Directions.
Write out all the records below again with "Place a pin on" swapped for "Put a marker on" everywhere and everything else kept the same. Leave the pictures out.

Rows.
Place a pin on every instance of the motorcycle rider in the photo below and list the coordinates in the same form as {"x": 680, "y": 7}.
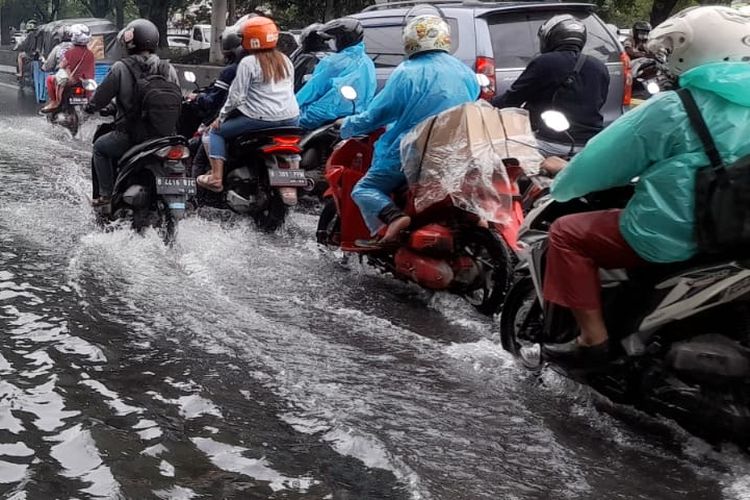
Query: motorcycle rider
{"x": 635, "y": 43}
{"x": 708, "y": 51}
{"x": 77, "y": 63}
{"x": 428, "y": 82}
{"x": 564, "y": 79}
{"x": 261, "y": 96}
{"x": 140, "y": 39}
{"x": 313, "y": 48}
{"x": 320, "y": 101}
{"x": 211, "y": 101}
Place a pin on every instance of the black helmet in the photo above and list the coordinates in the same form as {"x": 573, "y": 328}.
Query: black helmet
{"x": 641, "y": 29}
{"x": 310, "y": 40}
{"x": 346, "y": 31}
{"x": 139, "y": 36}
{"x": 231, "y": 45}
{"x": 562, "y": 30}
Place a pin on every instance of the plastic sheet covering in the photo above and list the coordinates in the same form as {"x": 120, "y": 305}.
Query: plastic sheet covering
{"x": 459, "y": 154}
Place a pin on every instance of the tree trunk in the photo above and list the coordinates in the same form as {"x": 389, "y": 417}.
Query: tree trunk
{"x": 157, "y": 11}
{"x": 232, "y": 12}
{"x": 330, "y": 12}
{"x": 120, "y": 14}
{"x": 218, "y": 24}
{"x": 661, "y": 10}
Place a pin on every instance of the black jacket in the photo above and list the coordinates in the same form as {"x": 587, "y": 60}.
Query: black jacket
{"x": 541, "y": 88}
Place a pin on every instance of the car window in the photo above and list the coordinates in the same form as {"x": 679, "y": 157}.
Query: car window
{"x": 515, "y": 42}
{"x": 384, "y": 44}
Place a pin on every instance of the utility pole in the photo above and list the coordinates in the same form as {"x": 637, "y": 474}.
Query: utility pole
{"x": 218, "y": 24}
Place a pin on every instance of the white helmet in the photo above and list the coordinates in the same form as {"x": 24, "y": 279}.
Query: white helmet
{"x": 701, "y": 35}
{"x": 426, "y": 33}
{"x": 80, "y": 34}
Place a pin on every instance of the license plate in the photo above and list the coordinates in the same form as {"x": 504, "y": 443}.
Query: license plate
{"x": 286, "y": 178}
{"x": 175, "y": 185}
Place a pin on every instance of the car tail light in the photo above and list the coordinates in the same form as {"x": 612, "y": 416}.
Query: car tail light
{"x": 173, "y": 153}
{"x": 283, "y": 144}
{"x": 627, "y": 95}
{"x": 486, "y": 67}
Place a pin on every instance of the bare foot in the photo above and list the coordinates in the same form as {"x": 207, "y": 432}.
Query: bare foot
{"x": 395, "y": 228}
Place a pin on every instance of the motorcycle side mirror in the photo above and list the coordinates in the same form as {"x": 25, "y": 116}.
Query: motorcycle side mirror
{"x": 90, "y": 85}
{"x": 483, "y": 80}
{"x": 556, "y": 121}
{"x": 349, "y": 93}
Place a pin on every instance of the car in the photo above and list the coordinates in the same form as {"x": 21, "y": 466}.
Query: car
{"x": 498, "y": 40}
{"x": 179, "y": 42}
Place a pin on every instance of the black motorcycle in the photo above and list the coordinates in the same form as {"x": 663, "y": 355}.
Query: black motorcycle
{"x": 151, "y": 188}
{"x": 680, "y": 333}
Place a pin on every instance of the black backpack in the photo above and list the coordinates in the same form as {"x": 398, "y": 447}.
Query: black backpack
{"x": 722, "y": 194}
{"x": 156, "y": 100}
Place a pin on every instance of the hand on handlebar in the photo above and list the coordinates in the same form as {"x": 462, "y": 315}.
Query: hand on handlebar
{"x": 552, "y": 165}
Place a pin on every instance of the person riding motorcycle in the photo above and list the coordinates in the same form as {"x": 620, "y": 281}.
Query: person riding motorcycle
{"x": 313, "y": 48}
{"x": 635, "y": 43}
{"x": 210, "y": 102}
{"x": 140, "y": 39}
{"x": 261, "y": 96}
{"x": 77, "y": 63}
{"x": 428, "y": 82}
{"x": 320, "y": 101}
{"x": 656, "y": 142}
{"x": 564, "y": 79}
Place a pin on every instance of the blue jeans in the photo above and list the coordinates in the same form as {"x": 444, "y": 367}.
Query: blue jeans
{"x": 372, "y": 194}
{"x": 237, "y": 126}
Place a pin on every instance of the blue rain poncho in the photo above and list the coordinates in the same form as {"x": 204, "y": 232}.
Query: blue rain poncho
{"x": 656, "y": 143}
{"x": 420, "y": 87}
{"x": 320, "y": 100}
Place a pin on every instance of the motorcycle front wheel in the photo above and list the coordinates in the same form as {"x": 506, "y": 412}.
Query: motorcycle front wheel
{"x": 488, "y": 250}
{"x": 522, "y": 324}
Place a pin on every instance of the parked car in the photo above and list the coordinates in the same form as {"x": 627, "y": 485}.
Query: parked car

Response for this exercise.
Put a marker on every instance of the motorcycle rider in the photo below and list the coordinates in the same form as {"x": 680, "y": 7}.
Query: motorcycle rider
{"x": 635, "y": 43}
{"x": 708, "y": 51}
{"x": 77, "y": 63}
{"x": 428, "y": 82}
{"x": 564, "y": 79}
{"x": 261, "y": 96}
{"x": 140, "y": 39}
{"x": 313, "y": 48}
{"x": 320, "y": 101}
{"x": 211, "y": 101}
Put a marker on every instance of the black helmet in the photo above and list the coordinates in the same form as {"x": 573, "y": 328}.
Query: black helmet
{"x": 641, "y": 29}
{"x": 310, "y": 40}
{"x": 346, "y": 31}
{"x": 139, "y": 36}
{"x": 231, "y": 45}
{"x": 562, "y": 30}
Put a marker on every instance of the plastic sheet covering in the photo above and list the coordinates in the same form as {"x": 120, "y": 305}.
Query: plastic sheet covering
{"x": 459, "y": 154}
Put a marker on every instance of the tree trunk in the photo above and list the coordinates in the same form as {"x": 389, "y": 417}.
Query: tree trunk
{"x": 157, "y": 11}
{"x": 232, "y": 12}
{"x": 330, "y": 12}
{"x": 120, "y": 14}
{"x": 218, "y": 24}
{"x": 661, "y": 10}
Put a marker on every instance of the black jacket in the photo above and list the coordinates in the same form as {"x": 587, "y": 60}.
Query: black jacket
{"x": 541, "y": 88}
Put a marker on every instance of the car window in the photo above and list the coordinates in the same form as {"x": 679, "y": 157}.
Query: car window
{"x": 515, "y": 42}
{"x": 384, "y": 44}
Put a marker on every instance of the utility pole in the photo above and list the coordinates in the same form as {"x": 637, "y": 474}.
Query: utility pole
{"x": 218, "y": 24}
Put a marker on every instance of the white helmet in the photo above and list the coordinates in the same form as {"x": 24, "y": 279}.
Query: white helmet
{"x": 701, "y": 35}
{"x": 426, "y": 33}
{"x": 80, "y": 34}
Put a marker on every instance of the license plate in the photo above and list the coordinates in the same form as {"x": 504, "y": 443}.
Query: license plate
{"x": 286, "y": 178}
{"x": 175, "y": 185}
Put a marker on every instance of the car tail light in the photo above and list the coordinates in the same form as {"x": 612, "y": 416}.
Query: car tail light
{"x": 173, "y": 153}
{"x": 283, "y": 144}
{"x": 627, "y": 95}
{"x": 486, "y": 67}
Put a marker on every instance of the bare foot in the photo above and list the coordinates in the same form as {"x": 207, "y": 432}.
Query: bare foot
{"x": 395, "y": 228}
Put a marker on every instance of the motorcycle side mirror in the photo above and list the coordinates in the same form as {"x": 25, "y": 116}.
Query: motorcycle side mirror
{"x": 90, "y": 85}
{"x": 483, "y": 80}
{"x": 556, "y": 121}
{"x": 349, "y": 93}
Put a marker on every instance of the car in the photo above and list the coordinates in the same form as {"x": 21, "y": 466}.
Query: car
{"x": 498, "y": 40}
{"x": 179, "y": 42}
Put a marker on every instance of the black motorcycle in the photo above and list the coordinates in the same form as {"x": 663, "y": 355}.
Query: black motorcycle
{"x": 151, "y": 188}
{"x": 680, "y": 333}
Put a marker on every instance of the black backpack in the photo above and list the coordinates in the same form as {"x": 398, "y": 447}.
Query: black backpack
{"x": 722, "y": 194}
{"x": 156, "y": 100}
Put a marker on every instance of the hand on handlebar in the photo above and list the coordinates in the same form as {"x": 462, "y": 315}.
Query: hand on handlebar
{"x": 552, "y": 165}
Put a marker on every instance of the person riding motorcycle in the photo above and list the coordinates in the same form as {"x": 620, "y": 281}.
Query: person riding motorcycle
{"x": 313, "y": 48}
{"x": 635, "y": 43}
{"x": 210, "y": 102}
{"x": 140, "y": 39}
{"x": 261, "y": 96}
{"x": 77, "y": 63}
{"x": 428, "y": 82}
{"x": 320, "y": 101}
{"x": 656, "y": 142}
{"x": 564, "y": 79}
Put a marker on every instance of the blue jeans in the photo above and list the coordinates in the same form as {"x": 444, "y": 367}.
Query: blue jeans
{"x": 372, "y": 194}
{"x": 237, "y": 126}
Put a marker on every instance of the blue rain poncho in the photo above and list the coordinates in the same form as {"x": 204, "y": 232}.
Query: blue rain poncho
{"x": 656, "y": 143}
{"x": 420, "y": 87}
{"x": 320, "y": 100}
Put a marker on every instance of the motorcycle front wheel in the photo above and list the coordinates in the same form as {"x": 506, "y": 412}.
Query: motorcycle front wheel
{"x": 488, "y": 250}
{"x": 522, "y": 324}
Put a marker on every instance of the parked car in the photo above and list the coordinates in the same form as {"x": 627, "y": 485}.
Query: parked car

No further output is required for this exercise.